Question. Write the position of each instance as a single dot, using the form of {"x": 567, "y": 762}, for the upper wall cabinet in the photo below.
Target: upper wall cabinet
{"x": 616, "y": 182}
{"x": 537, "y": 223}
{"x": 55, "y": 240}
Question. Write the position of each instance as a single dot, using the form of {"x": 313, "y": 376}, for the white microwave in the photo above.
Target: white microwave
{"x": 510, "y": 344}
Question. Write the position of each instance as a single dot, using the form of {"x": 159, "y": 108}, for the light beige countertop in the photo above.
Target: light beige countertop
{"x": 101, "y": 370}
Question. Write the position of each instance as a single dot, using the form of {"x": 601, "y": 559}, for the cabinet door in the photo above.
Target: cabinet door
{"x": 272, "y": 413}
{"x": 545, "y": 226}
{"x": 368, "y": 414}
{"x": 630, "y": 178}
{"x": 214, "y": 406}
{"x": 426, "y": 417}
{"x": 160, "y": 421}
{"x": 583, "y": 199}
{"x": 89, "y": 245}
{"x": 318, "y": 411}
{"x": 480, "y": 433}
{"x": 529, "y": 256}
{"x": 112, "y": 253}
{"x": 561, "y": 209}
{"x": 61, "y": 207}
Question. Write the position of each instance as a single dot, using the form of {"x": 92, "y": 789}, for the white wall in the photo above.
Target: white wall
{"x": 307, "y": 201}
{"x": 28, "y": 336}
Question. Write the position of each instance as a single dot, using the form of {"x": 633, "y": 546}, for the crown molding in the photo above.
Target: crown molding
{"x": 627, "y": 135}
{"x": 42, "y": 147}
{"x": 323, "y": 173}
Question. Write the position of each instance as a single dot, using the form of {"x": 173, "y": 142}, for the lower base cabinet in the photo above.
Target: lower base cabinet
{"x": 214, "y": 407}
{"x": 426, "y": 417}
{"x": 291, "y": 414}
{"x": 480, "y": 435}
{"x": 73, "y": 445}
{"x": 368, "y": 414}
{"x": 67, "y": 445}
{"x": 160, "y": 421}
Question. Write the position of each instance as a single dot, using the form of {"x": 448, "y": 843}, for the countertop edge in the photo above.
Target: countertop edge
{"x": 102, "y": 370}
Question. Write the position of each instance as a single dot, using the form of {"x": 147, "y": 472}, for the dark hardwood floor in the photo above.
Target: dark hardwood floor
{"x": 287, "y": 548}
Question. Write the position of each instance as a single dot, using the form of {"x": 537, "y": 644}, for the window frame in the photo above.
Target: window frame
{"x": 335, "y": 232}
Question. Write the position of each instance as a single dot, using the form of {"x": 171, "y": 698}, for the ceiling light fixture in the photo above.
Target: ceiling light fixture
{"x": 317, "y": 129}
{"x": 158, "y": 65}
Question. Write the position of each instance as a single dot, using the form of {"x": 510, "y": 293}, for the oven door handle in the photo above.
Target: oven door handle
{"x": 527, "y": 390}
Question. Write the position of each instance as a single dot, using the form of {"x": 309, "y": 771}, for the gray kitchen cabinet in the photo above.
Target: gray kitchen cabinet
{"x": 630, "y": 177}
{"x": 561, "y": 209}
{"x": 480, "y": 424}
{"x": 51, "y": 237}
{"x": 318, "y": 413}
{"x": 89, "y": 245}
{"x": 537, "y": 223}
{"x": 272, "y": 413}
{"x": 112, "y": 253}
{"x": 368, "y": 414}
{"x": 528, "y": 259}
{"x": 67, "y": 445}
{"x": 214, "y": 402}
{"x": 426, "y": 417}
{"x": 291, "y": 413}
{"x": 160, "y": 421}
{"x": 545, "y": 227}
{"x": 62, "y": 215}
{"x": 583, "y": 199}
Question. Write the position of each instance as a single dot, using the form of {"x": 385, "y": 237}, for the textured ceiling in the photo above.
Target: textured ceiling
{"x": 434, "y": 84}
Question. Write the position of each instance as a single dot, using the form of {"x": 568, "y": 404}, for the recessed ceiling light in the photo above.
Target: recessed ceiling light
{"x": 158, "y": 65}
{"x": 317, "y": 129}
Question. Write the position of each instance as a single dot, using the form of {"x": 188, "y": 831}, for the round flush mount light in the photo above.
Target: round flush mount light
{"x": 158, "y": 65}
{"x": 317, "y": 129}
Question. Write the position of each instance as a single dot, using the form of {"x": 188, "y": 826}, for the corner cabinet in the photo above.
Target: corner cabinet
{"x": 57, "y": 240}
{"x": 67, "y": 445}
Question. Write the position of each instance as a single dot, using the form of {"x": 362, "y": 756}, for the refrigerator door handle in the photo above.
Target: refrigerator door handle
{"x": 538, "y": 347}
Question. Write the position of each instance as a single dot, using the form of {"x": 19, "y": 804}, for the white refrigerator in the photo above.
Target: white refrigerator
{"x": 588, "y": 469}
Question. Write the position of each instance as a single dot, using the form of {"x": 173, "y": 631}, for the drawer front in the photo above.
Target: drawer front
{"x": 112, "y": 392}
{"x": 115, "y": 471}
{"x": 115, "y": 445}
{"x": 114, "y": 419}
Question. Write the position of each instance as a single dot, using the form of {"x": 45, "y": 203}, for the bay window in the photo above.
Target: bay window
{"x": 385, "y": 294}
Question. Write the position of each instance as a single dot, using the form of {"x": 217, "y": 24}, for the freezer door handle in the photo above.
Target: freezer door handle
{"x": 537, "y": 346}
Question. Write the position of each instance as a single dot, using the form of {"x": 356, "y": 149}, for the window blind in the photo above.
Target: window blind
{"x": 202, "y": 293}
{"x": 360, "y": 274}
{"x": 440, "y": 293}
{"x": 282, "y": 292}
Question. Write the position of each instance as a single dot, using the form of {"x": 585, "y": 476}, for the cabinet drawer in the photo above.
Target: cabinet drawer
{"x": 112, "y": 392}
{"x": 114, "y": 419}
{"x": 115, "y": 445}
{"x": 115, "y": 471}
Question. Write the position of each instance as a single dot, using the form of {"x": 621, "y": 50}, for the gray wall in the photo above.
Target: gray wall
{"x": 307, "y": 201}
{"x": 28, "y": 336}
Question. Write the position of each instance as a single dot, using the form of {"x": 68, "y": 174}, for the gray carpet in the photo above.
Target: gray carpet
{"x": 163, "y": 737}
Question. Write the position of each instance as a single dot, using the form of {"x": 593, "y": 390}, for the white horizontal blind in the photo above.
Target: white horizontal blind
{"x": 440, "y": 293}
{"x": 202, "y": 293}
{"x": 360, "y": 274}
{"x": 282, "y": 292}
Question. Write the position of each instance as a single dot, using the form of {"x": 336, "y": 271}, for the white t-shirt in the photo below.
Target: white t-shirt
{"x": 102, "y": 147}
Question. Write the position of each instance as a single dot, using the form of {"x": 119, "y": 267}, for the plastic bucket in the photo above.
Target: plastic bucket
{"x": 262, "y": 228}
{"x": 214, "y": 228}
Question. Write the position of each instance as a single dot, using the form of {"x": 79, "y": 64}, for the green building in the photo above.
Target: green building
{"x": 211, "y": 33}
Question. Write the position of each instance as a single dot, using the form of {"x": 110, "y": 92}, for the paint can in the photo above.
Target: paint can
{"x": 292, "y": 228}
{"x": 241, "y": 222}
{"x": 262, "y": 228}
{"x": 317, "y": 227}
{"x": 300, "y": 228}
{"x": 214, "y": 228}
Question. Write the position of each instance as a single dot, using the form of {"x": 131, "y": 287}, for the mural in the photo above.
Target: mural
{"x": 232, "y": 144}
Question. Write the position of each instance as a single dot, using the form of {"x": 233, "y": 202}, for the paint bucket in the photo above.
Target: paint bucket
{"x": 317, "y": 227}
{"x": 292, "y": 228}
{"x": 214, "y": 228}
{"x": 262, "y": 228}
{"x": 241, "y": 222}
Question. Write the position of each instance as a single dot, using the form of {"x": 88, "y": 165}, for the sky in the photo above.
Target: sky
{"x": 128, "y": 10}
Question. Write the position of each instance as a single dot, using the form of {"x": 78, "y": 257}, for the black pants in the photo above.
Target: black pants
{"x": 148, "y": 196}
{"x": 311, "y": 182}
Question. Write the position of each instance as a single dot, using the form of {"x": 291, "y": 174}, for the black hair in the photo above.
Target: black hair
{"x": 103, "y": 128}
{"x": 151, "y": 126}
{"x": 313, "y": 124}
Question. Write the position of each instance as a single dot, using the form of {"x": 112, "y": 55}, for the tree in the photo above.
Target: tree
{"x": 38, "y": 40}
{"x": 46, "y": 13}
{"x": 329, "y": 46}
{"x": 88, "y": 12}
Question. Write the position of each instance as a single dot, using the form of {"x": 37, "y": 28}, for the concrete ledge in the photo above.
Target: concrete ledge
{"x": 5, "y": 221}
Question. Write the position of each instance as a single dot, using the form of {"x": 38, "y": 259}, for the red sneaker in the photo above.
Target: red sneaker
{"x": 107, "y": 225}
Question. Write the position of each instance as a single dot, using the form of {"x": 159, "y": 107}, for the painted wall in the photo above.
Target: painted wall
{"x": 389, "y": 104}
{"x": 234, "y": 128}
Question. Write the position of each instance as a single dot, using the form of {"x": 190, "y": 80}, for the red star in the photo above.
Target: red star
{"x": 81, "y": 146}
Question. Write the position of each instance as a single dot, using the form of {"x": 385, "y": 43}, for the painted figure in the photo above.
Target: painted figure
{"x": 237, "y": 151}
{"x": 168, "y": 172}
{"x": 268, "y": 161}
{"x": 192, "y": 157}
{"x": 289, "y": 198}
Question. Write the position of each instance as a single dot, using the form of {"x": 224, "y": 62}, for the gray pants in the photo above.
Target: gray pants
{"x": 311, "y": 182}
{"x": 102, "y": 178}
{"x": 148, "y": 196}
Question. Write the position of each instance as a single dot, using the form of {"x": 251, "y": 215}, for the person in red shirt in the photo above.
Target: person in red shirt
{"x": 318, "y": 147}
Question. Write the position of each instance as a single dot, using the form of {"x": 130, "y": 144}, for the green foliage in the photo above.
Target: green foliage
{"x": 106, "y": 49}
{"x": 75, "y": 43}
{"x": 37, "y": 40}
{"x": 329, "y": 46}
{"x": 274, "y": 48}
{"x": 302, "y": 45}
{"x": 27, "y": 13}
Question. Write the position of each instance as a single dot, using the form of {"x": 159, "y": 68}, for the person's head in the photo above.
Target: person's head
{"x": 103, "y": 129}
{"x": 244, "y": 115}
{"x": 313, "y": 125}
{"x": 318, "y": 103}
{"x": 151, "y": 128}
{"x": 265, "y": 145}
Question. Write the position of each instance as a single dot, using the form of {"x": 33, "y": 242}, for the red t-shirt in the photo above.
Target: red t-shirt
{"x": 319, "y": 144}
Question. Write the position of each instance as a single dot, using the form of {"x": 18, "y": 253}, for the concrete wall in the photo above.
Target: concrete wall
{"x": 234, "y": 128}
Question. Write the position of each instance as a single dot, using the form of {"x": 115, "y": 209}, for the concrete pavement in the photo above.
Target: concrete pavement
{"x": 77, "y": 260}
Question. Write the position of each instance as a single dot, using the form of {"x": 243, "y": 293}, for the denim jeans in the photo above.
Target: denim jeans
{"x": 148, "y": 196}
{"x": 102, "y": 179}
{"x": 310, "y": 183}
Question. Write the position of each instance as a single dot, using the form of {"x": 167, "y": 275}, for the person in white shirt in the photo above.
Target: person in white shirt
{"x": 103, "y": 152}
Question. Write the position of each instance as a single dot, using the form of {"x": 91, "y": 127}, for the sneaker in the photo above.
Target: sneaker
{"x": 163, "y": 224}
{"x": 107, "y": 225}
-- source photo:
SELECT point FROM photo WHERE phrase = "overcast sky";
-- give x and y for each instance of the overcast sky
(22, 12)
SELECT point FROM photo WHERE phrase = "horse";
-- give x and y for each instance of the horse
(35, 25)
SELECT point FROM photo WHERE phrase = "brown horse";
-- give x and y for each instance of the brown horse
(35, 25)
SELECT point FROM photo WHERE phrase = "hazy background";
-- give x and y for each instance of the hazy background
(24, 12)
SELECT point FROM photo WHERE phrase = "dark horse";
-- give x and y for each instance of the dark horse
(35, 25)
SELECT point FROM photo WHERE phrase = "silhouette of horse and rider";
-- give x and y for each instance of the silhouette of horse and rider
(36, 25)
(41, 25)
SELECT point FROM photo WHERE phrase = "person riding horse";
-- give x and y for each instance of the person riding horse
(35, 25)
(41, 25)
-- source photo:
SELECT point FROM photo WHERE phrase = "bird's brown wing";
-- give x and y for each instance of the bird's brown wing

### Exercise task
From the line containing "concrete wall in the photo above." through the final line of the listing above, retype every line exactly; leave out everything else.

### Solution to this task
Question. Write the position of each instance as a single dot, using the form of {"x": 18, "y": 253}, for the concrete wall in the photo above.
Target: concrete wall
{"x": 234, "y": 128}
Question. Write the position of each instance as a single dot, using the form of {"x": 115, "y": 209}, for the concrete pavement in the photo above.
Target: concrete pavement
{"x": 77, "y": 260}
Question. Write the position of each instance as a single dot, using the form of {"x": 243, "y": 293}, for the denim jeans in the photo above.
Target: denim jeans
{"x": 148, "y": 196}
{"x": 102, "y": 179}
{"x": 310, "y": 183}
Question. Write the position of each instance as a single dot, using the form of {"x": 167, "y": 275}, for the person in white shirt in the photo above.
Target: person in white shirt
{"x": 103, "y": 152}
Question. Write the position of each instance as a single dot, using the form of {"x": 91, "y": 127}, for the sneaker in the photo above.
Target: sneaker
{"x": 163, "y": 224}
{"x": 107, "y": 225}
-- source photo:
SELECT point FROM photo WHERE phrase = "overcast sky";
-- give x and y for each instance of the overcast sky
(22, 12)
SELECT point FROM photo WHERE phrase = "horse";
-- give x and y for each instance of the horse
(35, 25)
SELECT point FROM photo WHERE phrase = "brown horse";
-- give x and y for each instance of the brown horse
(35, 25)
SELECT point FROM photo WHERE phrase = "hazy background";
-- give x and y for each instance of the hazy background
(24, 12)
SELECT point FROM photo WHERE phrase = "dark horse";
-- give x and y for each instance of the dark horse
(35, 25)
SELECT point FROM photo WHERE phrase = "silhouette of horse and rider";
-- give x and y for each instance of the silhouette of horse and rider
(36, 25)
(41, 25)
SELECT point FROM photo WHERE phrase = "person riding horse";
-- give x and y for each instance of the person riding horse
(35, 25)
(41, 25)
-- source photo:
SELECT point FROM photo WHERE phrase = "bird's brown wing";
-- give x and y for each instance of the bird's brown wing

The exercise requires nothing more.